§ Reading text:
========================================
With my expectations being pretty low, I didn’t think I’d be enjoying the build that much because it would be simple and thus short, but it is surprisingly complex and takes just that bit longer that makes it feel like you got your money’s worth in terms of the fun of actually assembly duration. It’s in no way negative and the actual building process has a nice overall flow. There are a few repetitive bits like plugging on a ton of brackets to attach the half-cylindrical shapes on the sides, but it never gets to the point where it would be a nuisance. There’s always enough variation across the individual steps.

LEGO Star Wars, Han Solo's Landspeeder (75209), Front View

The techniques employed aren’t revolutionary, but work very well and retain the elegance of the original. Walls aren’t overly thick, there is a sort of detailed interior and even the airfoil section in the aft is not overly massive. During the build things can be a bit confusing and nerve-wrecking, though, as in many places Lime 1 x 1  studs are inserted that have you wondering whether they will remain visible later on. Thankfully all of them disappear behind or under other elements, making for a very clean impression. Personally I also like the use of Tan for the interior instead of the usual greys, giving the look of fine leather.

LEGO Star Wars, Han Solo's Landspeeder (75209), Right View

People have speculated about the origins of the asymmetrical layout of the exterior, with the left side merely exposing the innards due to the covers having been shredded in an accident or something like that. That has led some of them to rebuild this side in the same fashion as the right one to get a better maintained/ repaired/ factory-fresh version of this speeder. While it’s certainly a valid interpretation of the circumstances, it’s not one I share. Point in case: As soon as you try that, the model loses its optical balance. Therefore I’m inclined to think that this is more a matter of a) conscious film-centric design using the asymmetry to add interest and b) even if they were closed, the left side covers likely could still have been shaped and arranged differently.

LEGO Star Wars, Han Solo's Landspeeder (75209), Aft View

This point could be debated endlessly, naturally, and is very much a matter of personal view, but since the spoiler wing most definitely is intentionally designed with different left and right sides, I would argue that it’s not too far-fetched to assume the left side of the entire vehicle could have looked different once, too. Either way, exposing some of the tubes and wires is still nice. To me it feels like they could have gone even further and really tried to include more of the engine turbine, its fuel lines and electrical cabling.

LEGO Star Wars, Han Solo's Landspeeder (75209), Reactor Insert

The rear section is by and large the weakest part of the model. It looks like nothing in the movie, as it’s basically just the aft of a historic automobile where the round rear lights have been replaced with the jet exhausts and the two large boxes stand in as bumper bulges in order to cover the actual mounting points. Inevitably they couldn’t do much about it, so it looks pretty iffy, even more so since LEGO to this day hasn’t done a proper jet nozzle element and the ever same wheel hub elements are used instead. As a minor, they could have done them in silver at least.

LEGO Star Wars, Han Solo's Landspeeder (75209), Closed Hood

As seen throughout this article, the model can accommodate the two minifigures just fine and the proportions look okay-ish. The model has almost the size of Moloch’s Landspeeder, which depending on what shots from the movie you look at could be about right or too big. It’s hard to judge, but in my opinion it boils down to the fact that LEGO‘s version of the Moloch vehicle is simply too small by comparison, or more to the point not “heavy” enough. Having minifigs furthers this impression even more. Therefore perhaps you should not put both vehicles immediately next to each other on your shelf or showcase.
========================================
§ Excerpted records:
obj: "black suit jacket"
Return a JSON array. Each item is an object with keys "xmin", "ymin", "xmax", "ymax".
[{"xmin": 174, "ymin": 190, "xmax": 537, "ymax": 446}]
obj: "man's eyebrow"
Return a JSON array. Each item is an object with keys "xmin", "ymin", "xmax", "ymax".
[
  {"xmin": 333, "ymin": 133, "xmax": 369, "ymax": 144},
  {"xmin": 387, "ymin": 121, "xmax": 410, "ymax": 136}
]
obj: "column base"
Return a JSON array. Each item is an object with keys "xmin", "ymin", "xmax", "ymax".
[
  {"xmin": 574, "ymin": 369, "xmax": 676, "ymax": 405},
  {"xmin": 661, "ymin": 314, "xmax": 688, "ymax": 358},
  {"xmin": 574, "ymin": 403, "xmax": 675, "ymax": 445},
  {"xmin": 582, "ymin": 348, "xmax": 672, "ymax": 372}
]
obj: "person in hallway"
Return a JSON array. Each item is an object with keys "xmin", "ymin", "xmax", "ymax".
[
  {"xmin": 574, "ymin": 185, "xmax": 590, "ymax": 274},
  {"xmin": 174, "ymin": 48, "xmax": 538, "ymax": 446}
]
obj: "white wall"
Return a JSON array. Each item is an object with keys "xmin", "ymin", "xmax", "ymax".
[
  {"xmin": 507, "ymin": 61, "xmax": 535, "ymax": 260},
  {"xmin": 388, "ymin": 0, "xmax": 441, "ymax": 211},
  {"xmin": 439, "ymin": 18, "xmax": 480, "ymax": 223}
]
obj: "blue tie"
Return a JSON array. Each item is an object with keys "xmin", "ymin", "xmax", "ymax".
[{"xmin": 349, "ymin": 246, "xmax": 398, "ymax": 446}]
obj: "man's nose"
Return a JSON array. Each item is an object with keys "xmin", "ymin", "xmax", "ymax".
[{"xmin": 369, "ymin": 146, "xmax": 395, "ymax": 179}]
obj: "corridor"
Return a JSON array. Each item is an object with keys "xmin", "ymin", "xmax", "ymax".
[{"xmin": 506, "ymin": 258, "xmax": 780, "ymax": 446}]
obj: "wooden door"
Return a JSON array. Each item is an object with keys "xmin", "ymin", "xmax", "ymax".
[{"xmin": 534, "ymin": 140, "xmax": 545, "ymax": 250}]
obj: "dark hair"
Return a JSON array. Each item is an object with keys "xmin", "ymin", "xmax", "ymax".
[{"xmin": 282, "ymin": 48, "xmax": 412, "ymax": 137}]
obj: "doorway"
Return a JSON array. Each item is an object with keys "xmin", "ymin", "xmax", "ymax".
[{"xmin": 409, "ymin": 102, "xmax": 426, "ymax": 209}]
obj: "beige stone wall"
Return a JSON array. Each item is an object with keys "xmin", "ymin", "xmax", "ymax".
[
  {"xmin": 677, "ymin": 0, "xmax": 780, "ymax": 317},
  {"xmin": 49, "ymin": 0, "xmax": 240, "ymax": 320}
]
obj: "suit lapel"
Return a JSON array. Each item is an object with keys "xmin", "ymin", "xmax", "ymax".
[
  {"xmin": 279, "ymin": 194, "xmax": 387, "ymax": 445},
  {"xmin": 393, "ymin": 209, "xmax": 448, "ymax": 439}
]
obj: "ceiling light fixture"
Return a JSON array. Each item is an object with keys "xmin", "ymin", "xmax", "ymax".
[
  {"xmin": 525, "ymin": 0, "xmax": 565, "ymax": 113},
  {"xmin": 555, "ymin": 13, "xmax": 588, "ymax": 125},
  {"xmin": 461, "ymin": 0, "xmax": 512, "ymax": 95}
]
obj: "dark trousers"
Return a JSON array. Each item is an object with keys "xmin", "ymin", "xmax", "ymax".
========================================
§ What you will do:
1/ Copy the landspeeder review from "LEGO Star Wars, Han Solo's Landspeeder (75209), Front" up to and including "of fine leather.", putting "groundbreaking" in place of "revolutionary".
2/ Write the next part of the landspeeder review, starting after its final sentence.

§ The replies:
1/
LEGO Star Wars, Han Solo's Landspeeder (75209), Front View

The techniques employed aren’t groundbreaking, but work very well and retain the elegance of the original. Walls aren’t overly thick, there is a sort of detailed interior and even the airfoil section in the aft is not overly massive. During the build things can be a bit confusing and nerve-wrecking, though, as in many places Lime 1 x 1  studs are inserted that have you wondering whether they will remain visible later on. Thankfully all of them disappear behind or under other elements, making for a very clean impression. Personally I also like the use of Tan for the interior instead of the usual greys, giving the look of fine leather.

2/
LEGO Star Wars, Han Solo's Landspeeder (75209), Open Hood

On the whole this is a pretty decent model. It’s just not very exciting. The original was not used well in the movie and in fact that whole chase sequence to me felt forced and unnecessary (it seems they really just crammed it in to pull a cheap joke referencing the mishap later in the film). Inevitably that rubs off on the set as well and limits its attractiveness. It’s just not a must-have when every other vehicle in the Solo movie looks a ton of times cooler.

20 Years and a whole Lot of Nothing

In case you didn’t know it: It’s 20 years of LEGO Star Wars. That anniversary should be reason for celebration – or so you thought. It mostly isn’t. Now of course going on about the steady decline of Star Wars as a whole, Star Wars‘ further decline in the hands of Disney and the decline of Star Wars toy sales in general would be redundant and seems kinda pointless. However, it cannot be ignored when it comes to LEGO.

Most notably I’m baffled by how lackluster the releases this year are. I’ve never been the greatest Star Wars fan on earth and I can’t keep the character names, ship types and locations straight on the best of days, though watching the movies every now and then is just as much a guilty pleasure of mine as for many others, yet even an ignorant fool like me can’t help but feel that LEGO Star Wars is no longer what it could be or was meant to be.

I was already wary when that Cloud City thing was released and it seems that unfortunate trend of making the Star Wars sets more toyish instead of more realistic only continues. From the small battle sets to the new sets based on Star Wars – Resistance animated series to the actual 20th anniversary editions the rationale at LEGO seems to be that they can turn this train wreck around if only they either add some abstract idealistic nostalgia value or a ton of questionable play features on otherwise rudimentary sets.

Similarly, the few items that fall into the high-quality range like the UCS models or the 20th anniversary Slave 1 (75243) only re-tread the same paths over and over again. Such is also the case for the Tantive IV (75244) announced at Star Wars Celebration 2019 in Chicago. To say that some people’s reactions were less than enthusiastic would be an understatement. The irony is of course that everybody expected it to be this model thanks to rumours long having permeated the interwebs, but it just didn’t turn out as the super detailed UCS level model everyone predicted or wanted. It’s just another toy at a rather hefty price.

Now of course none of this means that this stuff won’t sell well in a “LEGO (and Disney) still make a buck.” sense, but the lukewarm reactions from a specific subset of fans don’t bode well and should cause some concern even for the upcoming Episode IX movie, the teaser trailer for which was also just released. Are we perhaps in for another slew of mediocre sets that just tick boxes without being truly great? I’m really beginning to worry. It’s just disappointing that they couldn’t come up with something better…

Tatooine Tag Team – Escape Pod vs. Dewback (75228)

For me Star Wars at best remains a peripheral interest and most LEGO sets of that series therefore don’t interest me that much, but every now and then there comes one along that you just can’t pass on. The Escape Pod vs. Dewback (75228) set, in the Microfighters sub-line no less is exactly that, so let’s explore the reasons.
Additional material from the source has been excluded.